WHAT IS EXPECTED:
Extend the opinion piece below on whether voters would reelect Biden, starting right after its last sentence.

Would voters really reelect the ‘senescent, sticky-fingered … spavined’ Biden?

In a recent interview with Fox News’s Maria Bartiromo, former President Donald Trump recounted a long ago conversation he’d had with the late Sen. Ted Kennedy. He claimed he asked Kennedy whom he considered to be the smartest senator.

Trump told Maria: “I won’t tell you the answer because I don’t particularly like the guy. I said, ‘Who’s the dumbest?’ He said, ‘Probably Joe [Biden].’”

According to Trump, Kennedy replied, “He’s hale and hearty and well-meant, [great] personality, but you go to policy or you go to taxes or anything that’s complicated, he doesn’t have a clue.”

It’s not hard to imagine this conversation taking place. Even in his prime, President Joe Biden often came across as a buffoon. When we think of Biden’s long career in Washington (prior to his presidency), we think of his humiliating forced withdrawal from the 1988 Democratic presidential primary for plagiarism, his vile treatment of Supreme Court nominees Robert Bork and Clarence Thomas, his unwanted touching, and his lies and exaggerations. 

But his reemergence on the national stage in 2019 brought new attacks. Accusations that he had enriched himself and his family members during his tenure as vice president were leveled against him —  serious charges he managed to dodge ahead of the 2020 presidential election with a little help from his friends. 

Those allegations have not gone away. In fact, they’ve only grown louder and more damning since his first day in office.

DATASET EXTRACT:
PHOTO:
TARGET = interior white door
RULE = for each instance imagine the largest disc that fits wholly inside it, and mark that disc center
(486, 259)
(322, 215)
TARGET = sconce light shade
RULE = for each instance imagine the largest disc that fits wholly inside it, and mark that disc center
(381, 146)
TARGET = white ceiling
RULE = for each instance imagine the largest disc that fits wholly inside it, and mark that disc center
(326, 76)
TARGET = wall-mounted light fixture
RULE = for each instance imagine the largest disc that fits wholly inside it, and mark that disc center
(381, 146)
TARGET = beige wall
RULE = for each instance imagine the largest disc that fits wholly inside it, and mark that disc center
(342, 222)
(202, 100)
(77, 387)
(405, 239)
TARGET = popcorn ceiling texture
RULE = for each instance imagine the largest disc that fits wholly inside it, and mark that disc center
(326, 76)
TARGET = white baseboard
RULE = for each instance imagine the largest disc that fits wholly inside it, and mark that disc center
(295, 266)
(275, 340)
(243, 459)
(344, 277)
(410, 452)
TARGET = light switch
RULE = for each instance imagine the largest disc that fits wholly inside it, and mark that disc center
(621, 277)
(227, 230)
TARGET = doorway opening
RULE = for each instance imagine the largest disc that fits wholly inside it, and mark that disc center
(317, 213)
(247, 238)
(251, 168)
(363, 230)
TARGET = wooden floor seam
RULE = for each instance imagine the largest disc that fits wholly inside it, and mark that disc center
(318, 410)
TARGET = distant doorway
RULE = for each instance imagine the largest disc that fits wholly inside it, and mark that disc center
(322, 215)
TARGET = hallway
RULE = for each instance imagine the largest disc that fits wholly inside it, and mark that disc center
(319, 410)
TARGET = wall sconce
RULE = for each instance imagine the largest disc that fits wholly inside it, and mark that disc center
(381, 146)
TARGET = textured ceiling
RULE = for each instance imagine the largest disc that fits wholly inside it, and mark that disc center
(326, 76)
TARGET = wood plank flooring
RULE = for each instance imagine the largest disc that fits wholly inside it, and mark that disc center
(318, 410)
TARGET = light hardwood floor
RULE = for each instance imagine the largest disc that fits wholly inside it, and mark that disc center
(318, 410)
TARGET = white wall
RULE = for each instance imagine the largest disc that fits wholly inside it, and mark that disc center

EXPECTED ANSWER:
Since taking back Congress in January, House Republican investigators have uncovered incontrovertible evidence that the Biden family enriched itself by trading on the ability of its patriarch to influence U.S. policy decisions for cash. The evidence includes bank records, the content on Hunter Biden’s laptop, and the sworn testimony of a growing number of IRS and FBI whistleblowers who participated in and even led their agencies’ investigations into Hunter Biden.

Summing up the case following Wednesday’s hearing, Rep. James Comer (R-KY), the committee chair, told Fox News, “All roads lead to Joe Biden.”

And they’re not done yet. GOP investigators still have a trove of bank records to comb through and they are currently fighting with leaders inside the IRS, the FBI, and the Department of Justice to obtain documents that are critical to their probe. 

The committee had hoped to question long-time Hunter Biden friend and business partner Devon Archer on Monday. In addition to his extensive ties to the Biden family, Archer sat on the board of directors of Ukrainian energy company Burisma Holdings with Hunter. Just the News reported that Archer “golfed with Joe Biden, rubbed elbows with John Kerry, and stood at the intersection of Washington power brokers and foreign oligarchs seeking to curry favor with the future first family.”

Whether or not Archer will show up for Monday’s transcribed deposition remains unclear. According to the Washington Examiner, he has canceled three scheduled interviews so far.

Archer was convicted of conspiracy to commit securities fraud and securities fraud in June 2018 for “swindling the Oglala Sioux Indian tribe out of more than $60 million,” and is scheduled to begin a one-year sentence next month. (Hunter Biden was not involved in this deal.)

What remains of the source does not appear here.